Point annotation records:
• • • •

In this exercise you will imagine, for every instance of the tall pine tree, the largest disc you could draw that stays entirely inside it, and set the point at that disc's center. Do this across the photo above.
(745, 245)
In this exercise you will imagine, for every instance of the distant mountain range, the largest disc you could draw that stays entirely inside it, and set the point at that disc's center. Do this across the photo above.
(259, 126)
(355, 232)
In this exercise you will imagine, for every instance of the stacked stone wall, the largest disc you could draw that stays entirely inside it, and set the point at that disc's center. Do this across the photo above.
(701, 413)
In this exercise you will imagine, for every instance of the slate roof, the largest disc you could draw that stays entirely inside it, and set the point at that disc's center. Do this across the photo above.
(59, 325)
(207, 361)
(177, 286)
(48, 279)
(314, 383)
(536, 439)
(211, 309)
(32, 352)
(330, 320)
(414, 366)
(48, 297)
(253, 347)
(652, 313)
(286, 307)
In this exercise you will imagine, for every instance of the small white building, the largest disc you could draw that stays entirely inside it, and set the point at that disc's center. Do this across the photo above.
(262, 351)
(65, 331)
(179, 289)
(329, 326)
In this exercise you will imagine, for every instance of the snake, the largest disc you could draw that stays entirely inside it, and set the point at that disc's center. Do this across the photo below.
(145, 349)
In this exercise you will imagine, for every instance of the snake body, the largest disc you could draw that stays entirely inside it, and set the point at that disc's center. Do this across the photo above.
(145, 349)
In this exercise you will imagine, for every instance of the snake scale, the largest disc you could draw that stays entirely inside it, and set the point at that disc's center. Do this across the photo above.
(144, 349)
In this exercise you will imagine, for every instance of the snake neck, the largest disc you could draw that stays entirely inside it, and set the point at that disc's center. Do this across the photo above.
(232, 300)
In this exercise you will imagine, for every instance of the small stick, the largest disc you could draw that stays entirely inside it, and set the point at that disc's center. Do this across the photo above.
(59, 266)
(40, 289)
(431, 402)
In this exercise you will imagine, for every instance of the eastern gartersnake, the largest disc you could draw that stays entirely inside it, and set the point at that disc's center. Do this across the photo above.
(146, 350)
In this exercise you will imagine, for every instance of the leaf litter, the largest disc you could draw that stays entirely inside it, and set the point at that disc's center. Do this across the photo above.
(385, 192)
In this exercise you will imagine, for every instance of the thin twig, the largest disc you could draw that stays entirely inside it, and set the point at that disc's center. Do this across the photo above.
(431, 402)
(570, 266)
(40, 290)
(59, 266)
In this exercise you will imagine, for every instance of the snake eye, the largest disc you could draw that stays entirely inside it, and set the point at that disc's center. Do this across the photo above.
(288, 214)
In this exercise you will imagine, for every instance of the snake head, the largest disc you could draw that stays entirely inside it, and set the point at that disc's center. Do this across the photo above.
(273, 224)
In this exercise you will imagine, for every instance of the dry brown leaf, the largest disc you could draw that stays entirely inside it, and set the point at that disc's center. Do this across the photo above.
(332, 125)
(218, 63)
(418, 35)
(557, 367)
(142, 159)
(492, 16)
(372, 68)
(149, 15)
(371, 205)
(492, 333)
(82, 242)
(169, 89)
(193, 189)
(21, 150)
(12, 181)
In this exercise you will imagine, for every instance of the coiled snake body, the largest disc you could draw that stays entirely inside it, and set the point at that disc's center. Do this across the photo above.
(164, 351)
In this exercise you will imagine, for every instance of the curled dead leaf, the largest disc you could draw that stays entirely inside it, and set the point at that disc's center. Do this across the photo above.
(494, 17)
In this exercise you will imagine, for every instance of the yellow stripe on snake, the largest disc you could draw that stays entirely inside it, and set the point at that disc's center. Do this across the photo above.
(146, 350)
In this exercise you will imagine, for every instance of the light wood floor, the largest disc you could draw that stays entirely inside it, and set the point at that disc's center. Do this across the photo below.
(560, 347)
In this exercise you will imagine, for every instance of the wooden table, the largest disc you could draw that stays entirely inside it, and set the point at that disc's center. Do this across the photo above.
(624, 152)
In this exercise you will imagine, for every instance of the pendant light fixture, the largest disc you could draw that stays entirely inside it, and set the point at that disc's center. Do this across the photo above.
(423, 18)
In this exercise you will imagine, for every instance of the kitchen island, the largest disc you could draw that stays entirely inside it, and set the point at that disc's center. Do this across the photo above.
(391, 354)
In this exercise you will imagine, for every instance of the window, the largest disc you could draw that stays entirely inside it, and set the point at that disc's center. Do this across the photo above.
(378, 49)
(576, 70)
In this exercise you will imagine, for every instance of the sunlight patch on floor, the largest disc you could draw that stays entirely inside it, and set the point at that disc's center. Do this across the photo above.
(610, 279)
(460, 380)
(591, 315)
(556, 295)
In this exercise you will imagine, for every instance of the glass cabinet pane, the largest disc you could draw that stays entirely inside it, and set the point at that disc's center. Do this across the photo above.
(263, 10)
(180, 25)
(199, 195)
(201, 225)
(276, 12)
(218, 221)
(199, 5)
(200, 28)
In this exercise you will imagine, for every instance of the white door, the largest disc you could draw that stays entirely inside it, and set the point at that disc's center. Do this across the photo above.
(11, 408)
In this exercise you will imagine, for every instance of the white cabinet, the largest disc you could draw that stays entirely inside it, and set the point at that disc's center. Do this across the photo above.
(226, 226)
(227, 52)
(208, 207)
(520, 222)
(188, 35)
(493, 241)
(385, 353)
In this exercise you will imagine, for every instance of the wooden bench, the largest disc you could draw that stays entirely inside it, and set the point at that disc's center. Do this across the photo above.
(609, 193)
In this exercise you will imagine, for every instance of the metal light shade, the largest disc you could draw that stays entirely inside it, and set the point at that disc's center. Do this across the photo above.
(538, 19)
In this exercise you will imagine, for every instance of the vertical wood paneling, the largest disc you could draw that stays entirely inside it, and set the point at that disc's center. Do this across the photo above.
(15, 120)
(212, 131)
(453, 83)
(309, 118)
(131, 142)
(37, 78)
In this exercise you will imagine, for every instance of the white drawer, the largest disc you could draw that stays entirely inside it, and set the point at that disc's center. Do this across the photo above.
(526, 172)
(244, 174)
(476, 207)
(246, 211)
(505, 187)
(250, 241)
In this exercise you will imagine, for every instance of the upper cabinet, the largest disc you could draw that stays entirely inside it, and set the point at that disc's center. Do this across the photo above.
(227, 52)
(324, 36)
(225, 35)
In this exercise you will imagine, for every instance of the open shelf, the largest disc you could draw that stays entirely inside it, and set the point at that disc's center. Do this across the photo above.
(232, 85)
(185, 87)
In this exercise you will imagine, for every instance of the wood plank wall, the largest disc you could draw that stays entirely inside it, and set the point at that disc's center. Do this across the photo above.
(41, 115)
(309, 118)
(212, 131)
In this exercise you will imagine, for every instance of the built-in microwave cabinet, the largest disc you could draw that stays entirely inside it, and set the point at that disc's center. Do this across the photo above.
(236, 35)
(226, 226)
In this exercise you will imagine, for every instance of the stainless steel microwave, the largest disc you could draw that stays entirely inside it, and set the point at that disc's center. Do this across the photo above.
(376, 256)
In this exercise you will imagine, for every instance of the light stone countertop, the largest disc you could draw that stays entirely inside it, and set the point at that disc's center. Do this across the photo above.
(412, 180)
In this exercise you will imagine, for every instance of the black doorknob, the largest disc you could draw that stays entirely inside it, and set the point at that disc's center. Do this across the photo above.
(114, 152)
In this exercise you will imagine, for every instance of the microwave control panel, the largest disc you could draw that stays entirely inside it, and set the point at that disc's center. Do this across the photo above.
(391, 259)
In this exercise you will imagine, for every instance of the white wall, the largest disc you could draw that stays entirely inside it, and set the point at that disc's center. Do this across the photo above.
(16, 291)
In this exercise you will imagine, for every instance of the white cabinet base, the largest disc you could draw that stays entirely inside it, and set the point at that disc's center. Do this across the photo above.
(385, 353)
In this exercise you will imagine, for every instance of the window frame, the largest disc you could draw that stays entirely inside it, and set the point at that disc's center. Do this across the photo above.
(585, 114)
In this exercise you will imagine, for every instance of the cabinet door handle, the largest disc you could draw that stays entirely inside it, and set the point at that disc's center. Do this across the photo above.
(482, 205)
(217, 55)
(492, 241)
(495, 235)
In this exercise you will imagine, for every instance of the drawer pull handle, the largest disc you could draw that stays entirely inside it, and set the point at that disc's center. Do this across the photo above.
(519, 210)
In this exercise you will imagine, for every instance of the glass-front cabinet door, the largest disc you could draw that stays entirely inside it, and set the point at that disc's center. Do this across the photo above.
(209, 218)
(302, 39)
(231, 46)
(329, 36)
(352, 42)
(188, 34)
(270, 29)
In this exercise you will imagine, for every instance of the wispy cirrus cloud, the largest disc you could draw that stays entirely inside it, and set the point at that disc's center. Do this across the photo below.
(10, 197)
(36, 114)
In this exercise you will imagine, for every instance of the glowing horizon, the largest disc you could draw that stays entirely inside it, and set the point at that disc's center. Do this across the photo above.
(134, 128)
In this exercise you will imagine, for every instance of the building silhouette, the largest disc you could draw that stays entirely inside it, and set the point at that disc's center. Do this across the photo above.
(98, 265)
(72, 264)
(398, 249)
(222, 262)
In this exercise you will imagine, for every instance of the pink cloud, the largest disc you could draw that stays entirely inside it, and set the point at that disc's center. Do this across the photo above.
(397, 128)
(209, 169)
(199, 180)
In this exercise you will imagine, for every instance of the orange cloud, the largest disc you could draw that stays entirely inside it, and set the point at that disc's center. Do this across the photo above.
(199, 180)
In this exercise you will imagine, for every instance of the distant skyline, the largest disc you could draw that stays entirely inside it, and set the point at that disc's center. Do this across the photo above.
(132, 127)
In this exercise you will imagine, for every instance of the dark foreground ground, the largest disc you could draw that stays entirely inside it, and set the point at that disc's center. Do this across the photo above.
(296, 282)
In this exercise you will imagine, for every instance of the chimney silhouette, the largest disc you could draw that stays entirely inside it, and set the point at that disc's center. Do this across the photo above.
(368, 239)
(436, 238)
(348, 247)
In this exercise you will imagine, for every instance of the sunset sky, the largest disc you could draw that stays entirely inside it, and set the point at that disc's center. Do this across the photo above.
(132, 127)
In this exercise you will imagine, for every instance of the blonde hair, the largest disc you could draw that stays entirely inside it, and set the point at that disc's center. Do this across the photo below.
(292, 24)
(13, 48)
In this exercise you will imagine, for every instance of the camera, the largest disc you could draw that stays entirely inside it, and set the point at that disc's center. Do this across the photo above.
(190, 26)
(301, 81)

• • • •

## Task goal
Quote verbatim the line containing "of the chimney" and every line after it through the end of the records above.

## Response to the task
In this exercise you will imagine, for every instance of the chimney silhouette, the largest disc you could draw that stays entirely inside it, and set the point at that disc's center. Do this across the photo above.
(368, 239)
(436, 238)
(348, 247)
In this exercise you will imagine, for every instance of the sunset sky, the largest disc you could draw that stays entirely inside it, and set the point at that disc's center. Do this across the photo above.
(132, 127)
In this exercise you will imagine, for every instance of the blonde hair, the largest disc you could draw that stays entirely inside it, and set the point at that disc's center. Do this across the photo below.
(292, 24)
(13, 48)
In this exercise you will imagine, for every instance of the camera, the largest disc you could draw that stays entirely inside it, and set the point at that disc's center. Do this across the photo above.
(190, 26)
(301, 81)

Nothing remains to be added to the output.